PROBLEM SET
• A. Using the mining stocks article, explain why the major mining companies are said to be in good shape for a repeat performance.
• B. Please set down the stretch of the mining stocks article from "04/16/2007 12:00 am" through "commodities remains strong.".
• C. Resume the mining stocks article after its last sentence.

TEXT PASSAGE
=== Begin Enclosure ===

Some Mining Stocks Still Glitter

04/16/2007 12:00 am EST


Roger Conrad

Chief Analyst/Managing Partner, Capitalist Times

Roger Conrad, editor of the Utility Forecaster, says three major mining companies have been excellent performers over the last five years but should continue to do well, as demand for commodities remains strong.

Although gold, silver, copper and other metals—and the companies that dig them out of the ground—have their market moments, they’ve been dead money for most of the past century.

There are, however, [several major mining stocks] that should turn the head of even the deepest skeptic: not only have they thrown off an average gain of 237.9% during the past five years, but they’re in good shape for a repeat performance with strong mining businesses backed by solid finances, rich reserves and deep technical expertise. Today, the trio is at the peak of its power and reaping the most of rising global demand for myriad products

Originally focused on South Africa’s gold mines, Anglo American Plc (NASDAQ: AAUK) has operations on every continent except Antarctica. The product line includes coal, copper, platinum, construction aggregates, forest enterprises, nickel, zinc and diamonds. Anglo American’s 2006 operating profit soared 54 % on record output of its gold, platinum, base metals and ferrous metals and some $583 million in cost savings.

=== End Enclosure ===

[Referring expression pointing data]
=== Begin Enclosure ===

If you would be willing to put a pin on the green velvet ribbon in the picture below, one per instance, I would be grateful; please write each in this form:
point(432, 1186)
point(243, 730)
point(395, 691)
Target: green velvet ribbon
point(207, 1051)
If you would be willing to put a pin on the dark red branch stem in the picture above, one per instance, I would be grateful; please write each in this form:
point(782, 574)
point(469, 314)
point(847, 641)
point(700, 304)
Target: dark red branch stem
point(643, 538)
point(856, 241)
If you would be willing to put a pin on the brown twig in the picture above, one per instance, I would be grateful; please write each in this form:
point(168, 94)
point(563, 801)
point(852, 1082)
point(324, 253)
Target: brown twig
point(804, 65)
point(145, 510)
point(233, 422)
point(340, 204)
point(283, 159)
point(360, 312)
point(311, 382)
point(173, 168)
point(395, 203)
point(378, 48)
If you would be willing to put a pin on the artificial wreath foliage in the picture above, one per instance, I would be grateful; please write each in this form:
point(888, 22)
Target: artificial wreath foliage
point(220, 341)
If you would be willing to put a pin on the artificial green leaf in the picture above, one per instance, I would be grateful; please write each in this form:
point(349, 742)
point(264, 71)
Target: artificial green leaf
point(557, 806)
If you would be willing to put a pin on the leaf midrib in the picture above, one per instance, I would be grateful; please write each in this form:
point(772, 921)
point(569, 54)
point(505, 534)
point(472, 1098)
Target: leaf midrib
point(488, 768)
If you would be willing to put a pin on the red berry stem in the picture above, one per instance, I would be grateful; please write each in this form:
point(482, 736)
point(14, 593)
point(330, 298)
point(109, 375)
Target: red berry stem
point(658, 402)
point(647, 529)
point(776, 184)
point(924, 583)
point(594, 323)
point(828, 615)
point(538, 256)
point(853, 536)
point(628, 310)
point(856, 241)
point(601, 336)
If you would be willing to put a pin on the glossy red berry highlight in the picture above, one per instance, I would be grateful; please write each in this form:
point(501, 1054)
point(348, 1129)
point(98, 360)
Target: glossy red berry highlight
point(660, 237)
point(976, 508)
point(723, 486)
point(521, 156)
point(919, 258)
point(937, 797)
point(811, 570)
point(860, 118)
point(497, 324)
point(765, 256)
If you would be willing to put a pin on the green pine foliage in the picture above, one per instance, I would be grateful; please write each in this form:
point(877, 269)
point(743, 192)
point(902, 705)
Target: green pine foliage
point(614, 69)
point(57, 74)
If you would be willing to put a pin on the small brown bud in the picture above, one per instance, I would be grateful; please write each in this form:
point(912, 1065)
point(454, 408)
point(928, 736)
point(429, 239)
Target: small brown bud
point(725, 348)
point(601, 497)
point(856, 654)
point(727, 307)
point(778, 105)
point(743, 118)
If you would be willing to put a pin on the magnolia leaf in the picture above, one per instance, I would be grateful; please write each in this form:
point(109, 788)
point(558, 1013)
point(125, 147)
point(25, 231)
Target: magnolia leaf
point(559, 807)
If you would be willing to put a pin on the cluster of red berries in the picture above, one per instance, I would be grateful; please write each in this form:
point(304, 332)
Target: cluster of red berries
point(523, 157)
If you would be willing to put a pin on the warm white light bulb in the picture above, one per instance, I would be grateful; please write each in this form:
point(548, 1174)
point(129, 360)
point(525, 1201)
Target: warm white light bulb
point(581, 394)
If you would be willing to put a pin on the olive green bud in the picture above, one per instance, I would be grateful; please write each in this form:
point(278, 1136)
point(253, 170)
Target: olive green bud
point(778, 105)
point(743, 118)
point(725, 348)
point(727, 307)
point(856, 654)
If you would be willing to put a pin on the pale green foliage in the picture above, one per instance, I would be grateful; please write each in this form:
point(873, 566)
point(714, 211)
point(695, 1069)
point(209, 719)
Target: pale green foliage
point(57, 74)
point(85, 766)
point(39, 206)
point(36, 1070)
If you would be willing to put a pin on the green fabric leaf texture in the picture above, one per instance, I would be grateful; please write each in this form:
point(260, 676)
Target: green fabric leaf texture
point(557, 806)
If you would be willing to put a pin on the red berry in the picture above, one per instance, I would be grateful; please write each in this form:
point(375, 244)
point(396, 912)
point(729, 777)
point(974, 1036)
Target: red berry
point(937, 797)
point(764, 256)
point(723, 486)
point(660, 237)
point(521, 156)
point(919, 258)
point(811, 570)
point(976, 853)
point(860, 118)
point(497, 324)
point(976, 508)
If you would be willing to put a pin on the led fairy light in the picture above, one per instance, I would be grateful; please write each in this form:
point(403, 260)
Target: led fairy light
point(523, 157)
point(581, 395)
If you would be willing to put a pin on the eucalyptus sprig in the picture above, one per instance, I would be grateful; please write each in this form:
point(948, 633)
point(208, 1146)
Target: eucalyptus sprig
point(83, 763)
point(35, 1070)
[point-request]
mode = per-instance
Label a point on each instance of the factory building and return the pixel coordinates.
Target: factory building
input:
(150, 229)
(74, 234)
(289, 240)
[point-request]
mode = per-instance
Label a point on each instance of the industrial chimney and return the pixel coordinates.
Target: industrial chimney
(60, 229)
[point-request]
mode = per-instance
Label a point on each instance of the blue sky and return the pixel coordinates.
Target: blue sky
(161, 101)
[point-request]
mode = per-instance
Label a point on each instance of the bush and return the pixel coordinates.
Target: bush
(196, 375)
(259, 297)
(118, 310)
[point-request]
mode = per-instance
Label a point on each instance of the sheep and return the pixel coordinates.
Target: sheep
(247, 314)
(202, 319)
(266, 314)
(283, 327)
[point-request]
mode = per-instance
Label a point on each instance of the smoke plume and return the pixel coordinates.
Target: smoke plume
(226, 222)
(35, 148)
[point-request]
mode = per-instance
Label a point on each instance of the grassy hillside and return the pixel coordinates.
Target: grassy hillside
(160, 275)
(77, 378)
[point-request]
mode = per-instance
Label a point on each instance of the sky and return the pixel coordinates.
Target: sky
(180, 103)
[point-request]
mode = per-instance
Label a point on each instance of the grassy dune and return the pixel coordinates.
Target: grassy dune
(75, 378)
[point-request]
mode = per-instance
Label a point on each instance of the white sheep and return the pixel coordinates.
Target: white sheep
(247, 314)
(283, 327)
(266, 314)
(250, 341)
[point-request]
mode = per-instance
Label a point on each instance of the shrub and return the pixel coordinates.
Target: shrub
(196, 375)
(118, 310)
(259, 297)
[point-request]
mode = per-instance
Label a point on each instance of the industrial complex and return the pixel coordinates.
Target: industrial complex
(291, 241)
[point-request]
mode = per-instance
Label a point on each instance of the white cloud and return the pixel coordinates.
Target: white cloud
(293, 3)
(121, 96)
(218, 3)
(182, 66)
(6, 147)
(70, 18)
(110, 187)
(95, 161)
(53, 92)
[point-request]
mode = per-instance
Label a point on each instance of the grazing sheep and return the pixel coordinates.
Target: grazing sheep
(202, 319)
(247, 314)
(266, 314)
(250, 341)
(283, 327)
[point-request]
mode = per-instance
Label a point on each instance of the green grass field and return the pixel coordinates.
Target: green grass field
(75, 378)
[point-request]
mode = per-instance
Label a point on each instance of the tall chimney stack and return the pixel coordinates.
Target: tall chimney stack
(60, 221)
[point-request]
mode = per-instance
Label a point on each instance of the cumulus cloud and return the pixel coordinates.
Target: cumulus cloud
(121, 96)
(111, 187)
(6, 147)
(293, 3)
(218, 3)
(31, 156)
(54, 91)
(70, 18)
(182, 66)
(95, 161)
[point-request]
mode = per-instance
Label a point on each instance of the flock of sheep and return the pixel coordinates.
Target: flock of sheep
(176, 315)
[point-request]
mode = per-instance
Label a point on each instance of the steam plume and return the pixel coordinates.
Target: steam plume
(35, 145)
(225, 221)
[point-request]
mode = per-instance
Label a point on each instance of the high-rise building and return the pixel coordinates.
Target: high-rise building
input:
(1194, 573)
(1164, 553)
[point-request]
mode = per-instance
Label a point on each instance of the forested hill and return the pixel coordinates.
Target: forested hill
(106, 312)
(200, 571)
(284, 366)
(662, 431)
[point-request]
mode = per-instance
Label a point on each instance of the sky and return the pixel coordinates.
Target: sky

=== End Enclosure ===

WRITTEN RESPONSES
• A. They have strong mining businesses backed by solid finances, rich reserves and deep technical expertise. Rising global demand for commodities also supports them.

• B.
04/16/2007 12:00 am EST


Roger Conrad

Chief Analyst/Managing Partner, Capitalist Times

Roger Conrad, editor of the Utility Forecaster, says three major mining companies have been excellent performers over the last five years but should continue to do well, as demand for commodities remains strong.

• C.
Management reports solid demand growth for its products in a wide number of markets that promise to lift earnings in 2007 and beyond. We’d prefer a higher dividend to the planned $10.5 billion in stock buybacks. But the twice-annual dividend of more than 3% is generous for a mining company. Anglo American Plc is a buy up to $26. (It closed above $27 Friday—Editor.)

Australia-based BHP Billiton’s (NYSE: BHP) mining output features aluminum, coal, iron ore, diamonds, gold, titanium, nickel and copper. It’s even in the oil business. The company operates primarily in its home market of Australia, but its operations span South America, Africa and Canada as well.

A planned $17.5 billion investment in some 29 new projects across the world should keep output growing in 2007. BHP also plans $10 billion in stock buybacks, or around 8% of shares outstanding. We’d rather see the money paid out in a larger dividend. But the investment all but assures more earnings gains ahead for BHP, which even now trades for less than 10x profits. Buy BHP Billiton up to 50. (It traded around that Friday—Editor.)

Also based in Australia, Rio Tinto (NYSE: RTP) is the most diverse of all, mining aluminum, borax, coal, copper, gold, iron ore, lead, silver, tin, uranium and a score of other minerals. Operations are global but are focused particularly in mineral-rich New Zealand, South Africa and Indonesia.

As with Anglo and BHP, Rio’s management is anticipating a slower year in 2007, particularly in major commodity consuming markets like China. A 30% dividend increase and well-developed plans to acquire smaller mining companies, however, should provide solid support to earnings and shares alike. The stock is priced at nearly 30x earnings, making it the most expensive of our picks. Consequently, despite its great strengths, Rio Tinto is a buy only on a dip to $190 or lower. (It closed at $247 Friday—Editor.)